EXERCISE INSTRUCTIONS: List every line of the data below that contains the word "military".

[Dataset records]

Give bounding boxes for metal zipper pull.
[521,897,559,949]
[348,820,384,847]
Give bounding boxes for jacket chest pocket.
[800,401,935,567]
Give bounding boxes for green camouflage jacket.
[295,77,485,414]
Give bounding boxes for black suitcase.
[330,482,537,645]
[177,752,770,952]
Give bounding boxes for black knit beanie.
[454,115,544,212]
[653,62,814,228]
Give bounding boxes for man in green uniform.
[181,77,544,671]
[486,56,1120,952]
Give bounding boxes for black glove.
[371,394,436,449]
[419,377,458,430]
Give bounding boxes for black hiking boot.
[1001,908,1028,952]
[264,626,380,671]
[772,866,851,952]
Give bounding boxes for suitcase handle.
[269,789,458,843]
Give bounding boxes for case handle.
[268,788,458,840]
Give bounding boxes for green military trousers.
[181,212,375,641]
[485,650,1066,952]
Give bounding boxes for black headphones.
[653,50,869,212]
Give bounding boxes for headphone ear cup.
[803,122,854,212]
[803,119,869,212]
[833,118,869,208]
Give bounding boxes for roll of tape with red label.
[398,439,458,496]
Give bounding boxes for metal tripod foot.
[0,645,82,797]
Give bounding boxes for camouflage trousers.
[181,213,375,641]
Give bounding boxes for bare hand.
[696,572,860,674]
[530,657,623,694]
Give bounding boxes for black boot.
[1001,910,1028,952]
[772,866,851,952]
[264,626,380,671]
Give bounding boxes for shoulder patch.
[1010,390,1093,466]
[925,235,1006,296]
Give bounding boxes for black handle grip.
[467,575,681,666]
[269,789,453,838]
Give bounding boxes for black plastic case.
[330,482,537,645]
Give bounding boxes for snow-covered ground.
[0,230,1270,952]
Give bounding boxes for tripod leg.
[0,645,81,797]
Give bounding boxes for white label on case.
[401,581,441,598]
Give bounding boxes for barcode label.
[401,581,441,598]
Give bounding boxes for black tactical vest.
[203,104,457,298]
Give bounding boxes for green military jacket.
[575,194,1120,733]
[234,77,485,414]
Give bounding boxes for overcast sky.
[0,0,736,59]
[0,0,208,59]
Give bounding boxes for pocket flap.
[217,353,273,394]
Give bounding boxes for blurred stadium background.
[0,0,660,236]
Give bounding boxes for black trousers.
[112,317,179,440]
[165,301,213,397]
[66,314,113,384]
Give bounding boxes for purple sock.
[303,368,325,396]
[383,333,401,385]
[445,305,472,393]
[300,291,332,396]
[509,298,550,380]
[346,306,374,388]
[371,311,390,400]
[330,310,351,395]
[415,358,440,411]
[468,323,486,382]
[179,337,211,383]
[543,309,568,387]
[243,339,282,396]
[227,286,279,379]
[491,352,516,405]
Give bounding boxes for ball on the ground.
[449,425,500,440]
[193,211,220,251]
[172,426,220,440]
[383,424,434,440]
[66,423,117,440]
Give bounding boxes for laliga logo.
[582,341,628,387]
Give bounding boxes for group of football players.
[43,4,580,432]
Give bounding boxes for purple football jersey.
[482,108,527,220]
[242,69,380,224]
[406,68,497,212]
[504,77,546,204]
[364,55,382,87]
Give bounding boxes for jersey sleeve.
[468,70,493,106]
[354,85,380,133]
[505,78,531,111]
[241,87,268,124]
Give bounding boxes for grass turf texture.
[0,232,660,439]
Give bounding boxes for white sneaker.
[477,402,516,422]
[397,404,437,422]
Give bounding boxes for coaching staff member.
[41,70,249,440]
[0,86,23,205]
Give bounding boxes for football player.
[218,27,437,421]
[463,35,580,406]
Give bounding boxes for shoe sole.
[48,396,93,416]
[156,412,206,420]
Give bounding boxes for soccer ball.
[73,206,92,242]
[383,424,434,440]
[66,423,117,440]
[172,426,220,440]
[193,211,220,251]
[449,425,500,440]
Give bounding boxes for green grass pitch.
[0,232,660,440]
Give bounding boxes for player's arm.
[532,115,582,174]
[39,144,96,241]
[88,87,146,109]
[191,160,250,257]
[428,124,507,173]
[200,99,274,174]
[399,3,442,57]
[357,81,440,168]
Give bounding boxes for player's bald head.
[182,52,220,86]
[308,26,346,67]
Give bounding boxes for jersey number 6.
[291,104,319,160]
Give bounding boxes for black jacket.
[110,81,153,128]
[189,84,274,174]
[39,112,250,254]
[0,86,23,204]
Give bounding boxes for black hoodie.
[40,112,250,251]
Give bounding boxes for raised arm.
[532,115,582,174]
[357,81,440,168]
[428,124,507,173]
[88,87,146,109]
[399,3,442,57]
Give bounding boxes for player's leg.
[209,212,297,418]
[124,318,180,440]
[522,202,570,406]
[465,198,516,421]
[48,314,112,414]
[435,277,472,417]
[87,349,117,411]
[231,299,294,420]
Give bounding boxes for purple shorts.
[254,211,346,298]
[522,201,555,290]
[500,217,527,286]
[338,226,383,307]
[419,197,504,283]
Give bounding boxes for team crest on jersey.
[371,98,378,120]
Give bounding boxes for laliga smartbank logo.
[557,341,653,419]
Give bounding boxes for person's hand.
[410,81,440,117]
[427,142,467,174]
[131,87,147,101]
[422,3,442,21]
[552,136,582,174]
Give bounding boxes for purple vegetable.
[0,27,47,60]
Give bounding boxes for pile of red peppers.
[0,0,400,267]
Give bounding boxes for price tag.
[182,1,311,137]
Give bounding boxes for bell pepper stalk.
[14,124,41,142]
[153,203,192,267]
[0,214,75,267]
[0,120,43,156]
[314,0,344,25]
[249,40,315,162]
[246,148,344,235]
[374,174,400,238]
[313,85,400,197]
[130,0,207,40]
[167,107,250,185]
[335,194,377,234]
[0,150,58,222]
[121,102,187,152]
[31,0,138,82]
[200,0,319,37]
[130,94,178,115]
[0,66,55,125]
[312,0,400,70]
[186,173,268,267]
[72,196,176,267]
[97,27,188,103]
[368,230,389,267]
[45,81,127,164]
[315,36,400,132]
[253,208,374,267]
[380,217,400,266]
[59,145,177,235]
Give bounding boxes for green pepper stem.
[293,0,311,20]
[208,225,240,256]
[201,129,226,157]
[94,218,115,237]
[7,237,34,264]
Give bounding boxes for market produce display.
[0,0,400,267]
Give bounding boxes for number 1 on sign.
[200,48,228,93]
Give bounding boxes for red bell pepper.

TASK OUTPUT:
Give bounding boxes for green military trousers.
Give bounding boxes for green military jacket.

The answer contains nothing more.